Wednesday, August 17, 2011

In Memory of....

I was reminded again yesterday that life is short.


A vehicle accident took the life of a 51 year old man and left his 47 year old wife a widow.


This couple left our community after 10 years to retire early in their childhood home town. And then...not really to retire as they both just chose different, passion filled, dream type careers.  8 months later their dreams destroyed. Their chosen paths washed away. Lives drastically changed. Hearts forever broken.


In a most beautiful obituary that his now widowed wife wrote, from the depths of her soul. The broken place where she dug deep to pen the words. Where she, for a moment, put her pain away and wrote her final tribute to the love of her life. At a time when all she could do was cry. All she could feel was gut wrenching, can hardly breath, can't focus, aching emptiness type of pain. At a time when she wanted to turn to him and have him hold her and tell her it was going to be okay. And yet her arms remained empty.


At this broken and wounded place she lay all her heart and her thoughts and her forever kind of love on paper. Not processing the words. Not caring what others may think. No thought to length.


She penned the words that her soul felt. She thought of others in his life. Others who held this man in high esteem with great respect, love and admiration. She took a moment from her own life altering grief and felt the pain of his family, his friends and his two young adult sons; her children.


In her writings she expresses with emotion more than words, her pride in all that her husband of 28 years accomplished. She is proud of his heritage. She is proud of his love of extended family. She is proud of his work ethic, his ability to provide for his family. She is proud of the children he raised, the boys who will remember fondly the father that loved them with every breath he took.


At this most shocking, life altering event this precious young widow searched her heart for words of comfort. Words she had heard many times in the last 28 years. Words that had got them through other tough times. Other times of grief. Other times of shock. Other times of loss. Words that he obviously lived by and encouraged others with. Words that describe the personality of her now gone husband.

-- -- --

Problem to work on:
Write out, word for word, the passage of the memorial post that opens with the words containing "In Memory of...." and closes with "wife a widow.".

Information given:

-- -- --

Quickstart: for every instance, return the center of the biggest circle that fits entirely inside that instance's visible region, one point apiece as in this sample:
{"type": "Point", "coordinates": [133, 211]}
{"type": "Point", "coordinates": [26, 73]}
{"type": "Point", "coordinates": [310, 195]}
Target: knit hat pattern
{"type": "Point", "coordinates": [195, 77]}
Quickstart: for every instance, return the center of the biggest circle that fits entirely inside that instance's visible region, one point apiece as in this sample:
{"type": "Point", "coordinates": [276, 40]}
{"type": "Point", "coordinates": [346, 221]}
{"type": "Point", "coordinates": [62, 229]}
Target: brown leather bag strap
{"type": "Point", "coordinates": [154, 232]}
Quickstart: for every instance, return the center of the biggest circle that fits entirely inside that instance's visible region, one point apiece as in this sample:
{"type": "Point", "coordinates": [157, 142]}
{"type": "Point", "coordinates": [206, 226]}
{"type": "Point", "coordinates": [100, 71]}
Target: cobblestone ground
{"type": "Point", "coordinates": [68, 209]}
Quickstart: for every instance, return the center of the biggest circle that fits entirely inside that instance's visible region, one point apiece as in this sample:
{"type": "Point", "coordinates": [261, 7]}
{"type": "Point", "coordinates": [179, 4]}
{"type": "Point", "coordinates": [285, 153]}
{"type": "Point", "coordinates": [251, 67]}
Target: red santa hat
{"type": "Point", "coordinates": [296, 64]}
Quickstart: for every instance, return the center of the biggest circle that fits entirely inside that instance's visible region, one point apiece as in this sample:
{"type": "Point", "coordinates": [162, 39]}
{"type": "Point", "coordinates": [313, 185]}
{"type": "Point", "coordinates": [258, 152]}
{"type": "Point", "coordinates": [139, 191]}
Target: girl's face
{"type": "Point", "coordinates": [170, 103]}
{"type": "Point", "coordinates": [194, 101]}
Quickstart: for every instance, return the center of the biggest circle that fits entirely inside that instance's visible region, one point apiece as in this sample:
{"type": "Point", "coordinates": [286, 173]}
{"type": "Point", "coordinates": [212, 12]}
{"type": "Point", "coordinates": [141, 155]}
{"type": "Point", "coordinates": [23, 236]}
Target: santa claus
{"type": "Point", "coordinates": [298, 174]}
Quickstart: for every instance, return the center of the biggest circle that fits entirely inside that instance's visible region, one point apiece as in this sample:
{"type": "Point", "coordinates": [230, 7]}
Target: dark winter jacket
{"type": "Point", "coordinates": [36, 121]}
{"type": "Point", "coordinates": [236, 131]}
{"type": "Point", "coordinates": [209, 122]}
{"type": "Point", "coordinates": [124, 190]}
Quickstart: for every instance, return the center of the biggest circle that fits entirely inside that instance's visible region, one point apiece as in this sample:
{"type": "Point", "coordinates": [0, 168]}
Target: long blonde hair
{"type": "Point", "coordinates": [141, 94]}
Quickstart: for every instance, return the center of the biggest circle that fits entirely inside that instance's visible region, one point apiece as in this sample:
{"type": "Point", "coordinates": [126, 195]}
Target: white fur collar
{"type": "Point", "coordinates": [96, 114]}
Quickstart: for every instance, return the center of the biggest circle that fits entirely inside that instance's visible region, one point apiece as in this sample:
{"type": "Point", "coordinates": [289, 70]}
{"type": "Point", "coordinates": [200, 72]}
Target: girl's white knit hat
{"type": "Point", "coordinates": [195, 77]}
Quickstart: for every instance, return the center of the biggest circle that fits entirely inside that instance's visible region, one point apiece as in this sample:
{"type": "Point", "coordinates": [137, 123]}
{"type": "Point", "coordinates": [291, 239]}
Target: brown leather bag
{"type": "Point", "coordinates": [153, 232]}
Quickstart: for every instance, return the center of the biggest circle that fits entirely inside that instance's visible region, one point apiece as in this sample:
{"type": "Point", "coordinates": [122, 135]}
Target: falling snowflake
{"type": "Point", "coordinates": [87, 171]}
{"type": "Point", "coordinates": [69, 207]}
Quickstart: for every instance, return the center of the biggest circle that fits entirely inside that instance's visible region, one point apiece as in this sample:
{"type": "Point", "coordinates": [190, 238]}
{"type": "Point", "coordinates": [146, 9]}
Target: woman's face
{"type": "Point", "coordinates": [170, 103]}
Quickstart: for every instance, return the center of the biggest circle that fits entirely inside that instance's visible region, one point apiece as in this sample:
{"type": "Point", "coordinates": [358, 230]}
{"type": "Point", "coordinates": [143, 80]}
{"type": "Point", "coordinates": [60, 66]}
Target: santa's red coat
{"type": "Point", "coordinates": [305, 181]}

-- -- --

Answer for the task:
In Memory of....

I was reminded again yesterday that life is short.


A vehicle accident took the life of a 51 year old man and left his 47 year old wife a widow.